> [Aufgabenstellung 1]:
Was bleibt der Weg zur letztendlichen Wahrheit laut dem Quelltext ohne lebendige Erfahrung?

> [Quelltext]:
Die Rishis, die großen Seher in Indien, und die erhabenen Weisen, aus deren Lehren die verschiedenen Religionen hervorgegangen sind, sowie die ihnen nachgefolgten Mystiker haben uns vorgelebt wie es geht und Wege aufgezeigt.

Wahre Religion ist in ihrer Essenz ein vollständiger Weg zur letztendlichen Wahrheit und Wirklichkeit. Aber dieser Weg kann nur zur Vollendung führen, wenn er im eigenen Inneren praktiziert und erfahren wird. Ohne diese lebendige Erfahrung bleibt er Theorie. Die großen Meister sagen, dass wir sämtliche heiligen Schriften studieren und sogar auswendig lernen können, dadurch aber nicht zur Befreiung finden, wenn wir nicht selber Meditation und Kontemplation praktizieren.

> [Aufgabenstellung 2]:
Ziehen Sie aus den Datensätzen jede Zeile heraus, die die Zeichenfolge "gray" enthält. Groß- und Kleinschreibung ist dabei zu beachten.

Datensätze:
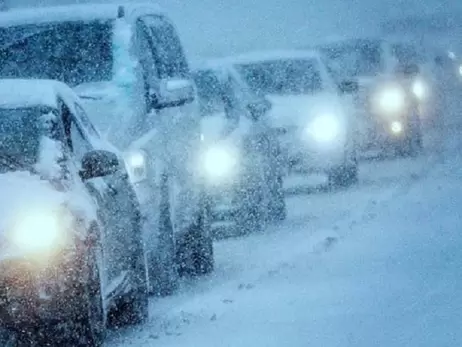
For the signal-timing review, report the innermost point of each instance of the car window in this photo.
(167, 48)
(82, 116)
(146, 52)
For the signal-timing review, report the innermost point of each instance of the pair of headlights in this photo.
(40, 231)
(393, 99)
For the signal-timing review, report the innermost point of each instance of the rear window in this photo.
(72, 52)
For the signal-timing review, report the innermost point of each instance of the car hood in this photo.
(215, 126)
(25, 195)
(297, 110)
(100, 99)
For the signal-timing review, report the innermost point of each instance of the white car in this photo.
(127, 63)
(312, 115)
(393, 100)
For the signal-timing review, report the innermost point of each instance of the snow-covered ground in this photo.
(378, 265)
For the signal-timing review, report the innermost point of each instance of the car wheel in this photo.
(134, 309)
(195, 249)
(89, 324)
(249, 215)
(163, 271)
(204, 260)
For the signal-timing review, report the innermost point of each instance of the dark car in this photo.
(72, 257)
(127, 63)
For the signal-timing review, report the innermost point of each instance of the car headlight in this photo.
(420, 89)
(390, 101)
(40, 231)
(324, 129)
(136, 162)
(220, 162)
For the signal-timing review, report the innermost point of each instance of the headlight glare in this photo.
(136, 162)
(40, 231)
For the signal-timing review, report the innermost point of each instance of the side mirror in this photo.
(99, 163)
(349, 87)
(173, 92)
(410, 70)
(259, 108)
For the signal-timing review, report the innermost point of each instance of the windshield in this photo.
(356, 59)
(20, 134)
(72, 52)
(283, 77)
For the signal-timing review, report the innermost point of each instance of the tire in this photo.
(163, 271)
(195, 255)
(249, 215)
(94, 323)
(204, 259)
(89, 323)
(412, 145)
(134, 309)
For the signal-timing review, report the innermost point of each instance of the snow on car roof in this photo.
(34, 92)
(68, 13)
(259, 56)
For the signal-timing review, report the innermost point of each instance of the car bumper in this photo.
(31, 294)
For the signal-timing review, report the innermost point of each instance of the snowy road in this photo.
(360, 267)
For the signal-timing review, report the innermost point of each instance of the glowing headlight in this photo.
(420, 89)
(324, 129)
(40, 231)
(136, 165)
(390, 101)
(220, 162)
(136, 159)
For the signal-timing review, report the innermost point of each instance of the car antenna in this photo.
(121, 12)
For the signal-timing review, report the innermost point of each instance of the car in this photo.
(312, 115)
(126, 62)
(241, 159)
(72, 251)
(378, 65)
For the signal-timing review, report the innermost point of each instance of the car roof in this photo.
(258, 56)
(35, 92)
(81, 12)
(353, 41)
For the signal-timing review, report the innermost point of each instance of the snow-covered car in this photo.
(71, 246)
(241, 160)
(394, 96)
(313, 116)
(127, 64)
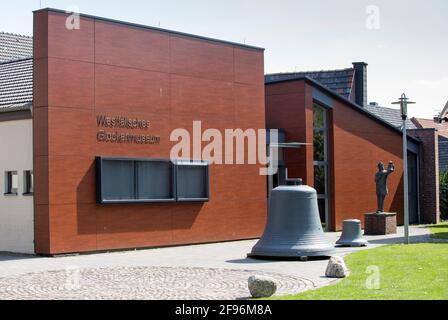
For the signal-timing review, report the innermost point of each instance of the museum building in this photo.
(86, 117)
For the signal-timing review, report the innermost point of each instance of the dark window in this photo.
(321, 164)
(151, 180)
(118, 181)
(11, 183)
(319, 145)
(154, 180)
(319, 179)
(28, 182)
(192, 181)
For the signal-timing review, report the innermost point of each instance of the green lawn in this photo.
(417, 271)
(440, 231)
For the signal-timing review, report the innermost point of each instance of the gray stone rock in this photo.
(262, 286)
(336, 268)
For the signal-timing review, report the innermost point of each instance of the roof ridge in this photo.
(315, 71)
(16, 34)
(378, 106)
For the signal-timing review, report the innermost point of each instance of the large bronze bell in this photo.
(294, 229)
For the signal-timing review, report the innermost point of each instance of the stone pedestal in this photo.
(379, 224)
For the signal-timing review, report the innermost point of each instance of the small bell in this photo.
(352, 234)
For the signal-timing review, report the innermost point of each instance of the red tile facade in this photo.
(357, 144)
(108, 68)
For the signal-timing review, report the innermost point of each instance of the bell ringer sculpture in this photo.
(381, 184)
(294, 229)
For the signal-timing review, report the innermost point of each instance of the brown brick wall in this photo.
(358, 143)
(429, 175)
(122, 70)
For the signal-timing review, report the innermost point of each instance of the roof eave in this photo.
(343, 99)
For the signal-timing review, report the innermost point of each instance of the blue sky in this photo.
(406, 53)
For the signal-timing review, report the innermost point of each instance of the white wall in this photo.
(16, 212)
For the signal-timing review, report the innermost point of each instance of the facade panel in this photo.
(119, 72)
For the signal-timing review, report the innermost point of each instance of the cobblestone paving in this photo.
(141, 283)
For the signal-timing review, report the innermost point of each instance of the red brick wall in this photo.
(357, 144)
(169, 79)
(429, 175)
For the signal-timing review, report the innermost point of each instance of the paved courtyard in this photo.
(211, 271)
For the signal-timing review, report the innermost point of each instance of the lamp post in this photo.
(403, 102)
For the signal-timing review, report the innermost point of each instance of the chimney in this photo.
(360, 83)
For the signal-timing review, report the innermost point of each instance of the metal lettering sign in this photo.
(121, 122)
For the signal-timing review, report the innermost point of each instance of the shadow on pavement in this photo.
(399, 240)
(5, 256)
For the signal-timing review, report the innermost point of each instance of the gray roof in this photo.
(16, 83)
(392, 116)
(15, 47)
(339, 81)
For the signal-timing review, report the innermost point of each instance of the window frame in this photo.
(101, 197)
(8, 185)
(189, 163)
(28, 183)
(326, 129)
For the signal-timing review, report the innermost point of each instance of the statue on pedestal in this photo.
(381, 184)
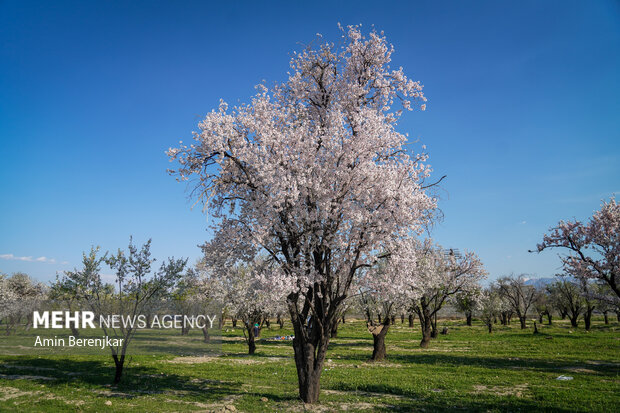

> [Lösung 1]:
Ohne diese lebendige Erfahrung bleibt er Theorie.

> [Lösung 2]:
For the signal-timing review, report the innermost point of each instance of the gray stone rock in this photo.
For the signal-timing review, report the innermost point of each instance of the gray roof in this photo.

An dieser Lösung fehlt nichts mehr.